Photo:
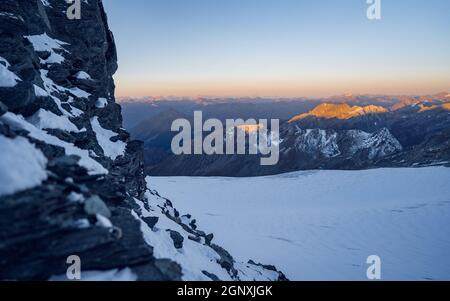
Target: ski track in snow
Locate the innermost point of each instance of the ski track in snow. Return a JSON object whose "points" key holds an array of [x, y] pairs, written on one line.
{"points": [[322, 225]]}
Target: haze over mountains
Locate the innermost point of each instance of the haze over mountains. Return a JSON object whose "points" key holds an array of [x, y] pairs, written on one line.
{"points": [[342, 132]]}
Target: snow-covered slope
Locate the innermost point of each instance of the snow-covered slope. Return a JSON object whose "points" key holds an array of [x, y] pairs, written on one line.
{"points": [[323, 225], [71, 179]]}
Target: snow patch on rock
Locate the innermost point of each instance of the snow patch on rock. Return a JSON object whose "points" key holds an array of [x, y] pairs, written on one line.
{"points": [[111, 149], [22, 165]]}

---

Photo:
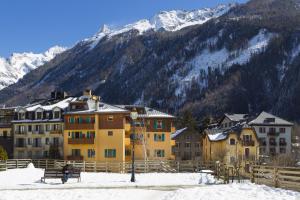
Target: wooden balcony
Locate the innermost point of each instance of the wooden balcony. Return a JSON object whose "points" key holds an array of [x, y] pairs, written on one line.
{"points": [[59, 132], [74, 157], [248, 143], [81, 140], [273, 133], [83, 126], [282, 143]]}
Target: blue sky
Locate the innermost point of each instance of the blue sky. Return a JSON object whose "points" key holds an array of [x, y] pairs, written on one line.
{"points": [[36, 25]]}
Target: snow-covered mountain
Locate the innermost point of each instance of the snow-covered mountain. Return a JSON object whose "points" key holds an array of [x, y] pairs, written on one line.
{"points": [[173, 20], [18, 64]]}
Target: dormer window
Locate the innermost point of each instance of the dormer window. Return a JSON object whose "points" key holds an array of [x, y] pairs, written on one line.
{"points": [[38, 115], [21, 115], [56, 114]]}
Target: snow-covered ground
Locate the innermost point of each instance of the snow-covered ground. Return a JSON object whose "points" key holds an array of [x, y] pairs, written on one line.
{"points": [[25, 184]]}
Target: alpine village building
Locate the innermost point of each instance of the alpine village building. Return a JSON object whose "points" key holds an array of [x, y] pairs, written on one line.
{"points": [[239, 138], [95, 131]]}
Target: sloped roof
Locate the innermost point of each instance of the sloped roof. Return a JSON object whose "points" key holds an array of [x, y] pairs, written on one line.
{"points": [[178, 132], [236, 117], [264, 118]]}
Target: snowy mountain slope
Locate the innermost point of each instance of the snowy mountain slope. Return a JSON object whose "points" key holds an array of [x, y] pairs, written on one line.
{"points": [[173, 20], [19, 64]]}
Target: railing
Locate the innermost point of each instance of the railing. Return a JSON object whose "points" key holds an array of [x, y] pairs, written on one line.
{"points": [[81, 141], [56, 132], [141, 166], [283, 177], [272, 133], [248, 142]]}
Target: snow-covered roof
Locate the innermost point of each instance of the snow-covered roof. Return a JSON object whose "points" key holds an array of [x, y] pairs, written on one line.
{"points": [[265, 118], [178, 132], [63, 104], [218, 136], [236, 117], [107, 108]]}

## Exercise instructions
How many lines of the records above contain the string "roof"? Matching is case-sensitive; reply with the number alone.

## Expected answer
4